:: DIRECTION ::
Find each line in the rows below that contains the word "fuselage" and copy those lines out. Only matches with the same uppercase and lowercase letters count.

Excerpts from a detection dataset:
□ □ □ □ □ □ □

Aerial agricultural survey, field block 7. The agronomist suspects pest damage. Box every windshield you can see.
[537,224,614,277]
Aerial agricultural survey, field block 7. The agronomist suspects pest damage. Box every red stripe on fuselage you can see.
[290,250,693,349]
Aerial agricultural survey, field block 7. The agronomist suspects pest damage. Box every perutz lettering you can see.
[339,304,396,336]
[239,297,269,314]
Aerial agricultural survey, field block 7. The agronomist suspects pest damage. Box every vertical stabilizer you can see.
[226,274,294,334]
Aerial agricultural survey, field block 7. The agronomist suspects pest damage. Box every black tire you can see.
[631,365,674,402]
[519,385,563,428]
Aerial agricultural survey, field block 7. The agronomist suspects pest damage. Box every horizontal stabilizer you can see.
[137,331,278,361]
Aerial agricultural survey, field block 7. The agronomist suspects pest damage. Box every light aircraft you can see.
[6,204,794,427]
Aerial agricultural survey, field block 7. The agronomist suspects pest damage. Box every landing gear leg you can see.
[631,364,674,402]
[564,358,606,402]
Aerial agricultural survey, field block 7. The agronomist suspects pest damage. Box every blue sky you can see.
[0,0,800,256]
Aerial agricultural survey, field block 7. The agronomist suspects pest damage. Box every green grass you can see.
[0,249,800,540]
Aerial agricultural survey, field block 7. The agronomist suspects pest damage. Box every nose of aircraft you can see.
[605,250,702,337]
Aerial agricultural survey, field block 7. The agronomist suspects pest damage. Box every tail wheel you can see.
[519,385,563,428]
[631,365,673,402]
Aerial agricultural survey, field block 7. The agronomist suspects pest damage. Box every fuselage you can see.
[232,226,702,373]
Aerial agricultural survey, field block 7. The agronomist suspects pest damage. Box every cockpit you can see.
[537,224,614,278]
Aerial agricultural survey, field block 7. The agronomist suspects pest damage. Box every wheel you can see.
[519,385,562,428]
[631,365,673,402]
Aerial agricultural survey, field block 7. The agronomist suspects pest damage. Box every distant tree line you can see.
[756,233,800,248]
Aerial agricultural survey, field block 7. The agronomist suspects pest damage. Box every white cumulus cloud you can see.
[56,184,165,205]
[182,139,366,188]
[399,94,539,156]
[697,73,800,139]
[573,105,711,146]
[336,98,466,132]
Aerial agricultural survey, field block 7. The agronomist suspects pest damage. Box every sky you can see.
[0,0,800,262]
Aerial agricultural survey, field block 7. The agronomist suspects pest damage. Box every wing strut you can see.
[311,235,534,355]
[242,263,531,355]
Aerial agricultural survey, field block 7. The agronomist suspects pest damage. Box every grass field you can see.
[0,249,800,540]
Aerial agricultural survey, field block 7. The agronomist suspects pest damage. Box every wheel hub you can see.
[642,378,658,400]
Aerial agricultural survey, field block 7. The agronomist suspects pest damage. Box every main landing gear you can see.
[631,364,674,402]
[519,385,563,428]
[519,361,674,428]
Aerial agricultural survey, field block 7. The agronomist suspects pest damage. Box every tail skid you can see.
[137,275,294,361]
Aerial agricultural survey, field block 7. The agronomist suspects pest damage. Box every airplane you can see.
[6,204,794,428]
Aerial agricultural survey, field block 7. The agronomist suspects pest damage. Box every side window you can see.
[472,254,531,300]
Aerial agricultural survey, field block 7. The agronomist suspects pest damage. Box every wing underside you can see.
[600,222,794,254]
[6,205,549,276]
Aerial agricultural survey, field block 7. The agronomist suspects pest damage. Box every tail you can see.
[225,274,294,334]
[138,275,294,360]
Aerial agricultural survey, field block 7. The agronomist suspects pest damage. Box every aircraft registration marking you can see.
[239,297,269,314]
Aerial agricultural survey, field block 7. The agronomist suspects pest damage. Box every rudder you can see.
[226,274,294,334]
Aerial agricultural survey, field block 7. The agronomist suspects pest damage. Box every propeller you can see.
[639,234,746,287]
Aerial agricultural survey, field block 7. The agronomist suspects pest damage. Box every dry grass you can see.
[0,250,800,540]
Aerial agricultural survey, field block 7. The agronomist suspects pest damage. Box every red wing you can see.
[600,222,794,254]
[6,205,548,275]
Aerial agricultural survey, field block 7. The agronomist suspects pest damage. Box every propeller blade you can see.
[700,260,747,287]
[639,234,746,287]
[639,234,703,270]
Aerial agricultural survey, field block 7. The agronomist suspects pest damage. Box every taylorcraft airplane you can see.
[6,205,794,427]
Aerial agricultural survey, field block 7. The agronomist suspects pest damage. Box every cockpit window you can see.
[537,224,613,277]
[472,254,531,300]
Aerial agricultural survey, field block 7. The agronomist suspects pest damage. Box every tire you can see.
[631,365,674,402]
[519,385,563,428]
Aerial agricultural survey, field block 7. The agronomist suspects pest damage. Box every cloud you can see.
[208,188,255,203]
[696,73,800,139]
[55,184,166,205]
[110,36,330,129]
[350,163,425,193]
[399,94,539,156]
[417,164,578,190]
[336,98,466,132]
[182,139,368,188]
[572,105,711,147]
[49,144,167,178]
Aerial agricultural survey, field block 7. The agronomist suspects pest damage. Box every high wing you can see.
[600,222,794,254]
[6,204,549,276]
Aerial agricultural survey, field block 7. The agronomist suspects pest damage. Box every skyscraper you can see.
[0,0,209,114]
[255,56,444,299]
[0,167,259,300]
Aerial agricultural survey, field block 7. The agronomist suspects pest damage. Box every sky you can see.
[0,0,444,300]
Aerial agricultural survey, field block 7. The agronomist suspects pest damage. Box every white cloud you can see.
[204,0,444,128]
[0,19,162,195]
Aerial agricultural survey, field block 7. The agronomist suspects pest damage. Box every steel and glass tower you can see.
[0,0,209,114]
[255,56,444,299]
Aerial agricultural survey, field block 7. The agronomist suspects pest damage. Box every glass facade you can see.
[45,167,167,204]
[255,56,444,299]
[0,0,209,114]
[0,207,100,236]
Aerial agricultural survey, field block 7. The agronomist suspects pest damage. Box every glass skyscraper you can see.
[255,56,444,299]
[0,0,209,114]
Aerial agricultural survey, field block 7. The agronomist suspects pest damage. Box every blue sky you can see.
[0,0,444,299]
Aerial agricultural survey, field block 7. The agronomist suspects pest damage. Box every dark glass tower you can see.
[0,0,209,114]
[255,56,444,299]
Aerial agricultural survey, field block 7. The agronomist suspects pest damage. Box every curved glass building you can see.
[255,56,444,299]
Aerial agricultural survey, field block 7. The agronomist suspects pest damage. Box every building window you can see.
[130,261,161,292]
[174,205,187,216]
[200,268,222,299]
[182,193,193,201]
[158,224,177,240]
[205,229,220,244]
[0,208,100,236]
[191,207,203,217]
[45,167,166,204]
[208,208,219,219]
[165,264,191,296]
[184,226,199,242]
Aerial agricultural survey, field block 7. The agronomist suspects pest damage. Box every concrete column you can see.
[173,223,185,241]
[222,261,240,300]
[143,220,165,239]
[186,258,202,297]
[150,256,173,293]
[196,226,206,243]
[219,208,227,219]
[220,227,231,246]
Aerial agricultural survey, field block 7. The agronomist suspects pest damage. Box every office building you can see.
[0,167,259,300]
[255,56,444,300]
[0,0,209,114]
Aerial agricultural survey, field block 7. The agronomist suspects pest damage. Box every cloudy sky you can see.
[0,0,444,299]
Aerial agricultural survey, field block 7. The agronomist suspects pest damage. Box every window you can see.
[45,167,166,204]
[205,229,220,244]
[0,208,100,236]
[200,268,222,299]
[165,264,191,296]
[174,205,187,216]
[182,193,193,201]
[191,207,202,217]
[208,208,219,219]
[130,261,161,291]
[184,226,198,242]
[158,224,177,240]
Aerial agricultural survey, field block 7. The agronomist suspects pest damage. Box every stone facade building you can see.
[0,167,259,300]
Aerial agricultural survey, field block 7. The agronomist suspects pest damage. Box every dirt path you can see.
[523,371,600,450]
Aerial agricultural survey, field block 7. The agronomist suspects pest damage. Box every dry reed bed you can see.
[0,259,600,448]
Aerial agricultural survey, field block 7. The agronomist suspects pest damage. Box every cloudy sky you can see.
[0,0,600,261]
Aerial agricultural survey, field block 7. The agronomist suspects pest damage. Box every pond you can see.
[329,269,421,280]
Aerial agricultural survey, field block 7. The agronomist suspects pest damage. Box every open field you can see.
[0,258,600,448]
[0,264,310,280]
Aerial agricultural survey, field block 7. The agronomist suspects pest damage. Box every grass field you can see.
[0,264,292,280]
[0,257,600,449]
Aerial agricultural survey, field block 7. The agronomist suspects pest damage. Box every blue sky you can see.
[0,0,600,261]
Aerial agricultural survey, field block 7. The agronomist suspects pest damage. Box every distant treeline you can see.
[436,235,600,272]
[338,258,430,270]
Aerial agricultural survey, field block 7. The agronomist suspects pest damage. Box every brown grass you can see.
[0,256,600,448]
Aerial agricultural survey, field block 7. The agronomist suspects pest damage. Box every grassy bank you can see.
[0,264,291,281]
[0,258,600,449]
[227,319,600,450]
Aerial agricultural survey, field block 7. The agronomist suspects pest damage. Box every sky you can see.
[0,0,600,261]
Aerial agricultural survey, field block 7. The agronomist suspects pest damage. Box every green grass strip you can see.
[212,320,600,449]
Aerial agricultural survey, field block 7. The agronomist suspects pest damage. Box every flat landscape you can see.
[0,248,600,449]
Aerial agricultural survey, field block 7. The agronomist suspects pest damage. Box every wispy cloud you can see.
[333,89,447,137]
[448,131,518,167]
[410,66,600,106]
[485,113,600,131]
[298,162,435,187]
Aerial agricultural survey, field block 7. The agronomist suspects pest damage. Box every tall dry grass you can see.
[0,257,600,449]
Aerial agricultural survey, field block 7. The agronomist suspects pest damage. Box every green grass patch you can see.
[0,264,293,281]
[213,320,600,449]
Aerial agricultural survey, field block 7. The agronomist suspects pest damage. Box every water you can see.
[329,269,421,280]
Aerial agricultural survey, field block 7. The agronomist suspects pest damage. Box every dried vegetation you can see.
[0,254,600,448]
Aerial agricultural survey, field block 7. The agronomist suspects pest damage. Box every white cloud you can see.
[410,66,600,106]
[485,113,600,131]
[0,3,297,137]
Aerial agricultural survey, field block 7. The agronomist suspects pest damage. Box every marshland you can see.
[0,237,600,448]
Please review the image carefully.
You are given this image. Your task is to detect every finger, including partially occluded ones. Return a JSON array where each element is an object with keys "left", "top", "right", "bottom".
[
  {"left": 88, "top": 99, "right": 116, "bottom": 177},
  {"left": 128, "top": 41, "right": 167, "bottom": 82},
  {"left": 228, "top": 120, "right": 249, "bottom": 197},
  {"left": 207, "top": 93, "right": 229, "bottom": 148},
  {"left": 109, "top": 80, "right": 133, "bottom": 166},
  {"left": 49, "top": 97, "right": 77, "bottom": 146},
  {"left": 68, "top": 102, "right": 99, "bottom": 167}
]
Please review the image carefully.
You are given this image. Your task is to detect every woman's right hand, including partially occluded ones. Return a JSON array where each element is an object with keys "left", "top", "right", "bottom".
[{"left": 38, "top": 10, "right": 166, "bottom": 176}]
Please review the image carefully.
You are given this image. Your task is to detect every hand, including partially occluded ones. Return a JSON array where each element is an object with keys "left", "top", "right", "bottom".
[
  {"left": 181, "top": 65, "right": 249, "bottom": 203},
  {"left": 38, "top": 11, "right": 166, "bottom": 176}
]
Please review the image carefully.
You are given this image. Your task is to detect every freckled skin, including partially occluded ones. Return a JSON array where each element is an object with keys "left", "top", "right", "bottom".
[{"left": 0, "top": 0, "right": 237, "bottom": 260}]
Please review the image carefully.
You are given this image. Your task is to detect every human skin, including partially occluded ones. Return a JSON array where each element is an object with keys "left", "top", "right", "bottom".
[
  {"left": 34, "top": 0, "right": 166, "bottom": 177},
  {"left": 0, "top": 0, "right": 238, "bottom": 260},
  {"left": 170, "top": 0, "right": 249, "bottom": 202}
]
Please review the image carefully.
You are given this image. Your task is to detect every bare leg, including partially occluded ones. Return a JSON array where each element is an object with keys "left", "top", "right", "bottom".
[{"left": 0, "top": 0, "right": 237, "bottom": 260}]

□ □ □ □ □ □ □

:: TASK RESPONSE ::
Aerial agricultural survey, field block 7. The agronomist suspects pest damage. Box every red stripe on fuselage you can see.
Aerial agricultural survey, field block 7. The agronomist suspects pest damage. Box every fuselage you can see.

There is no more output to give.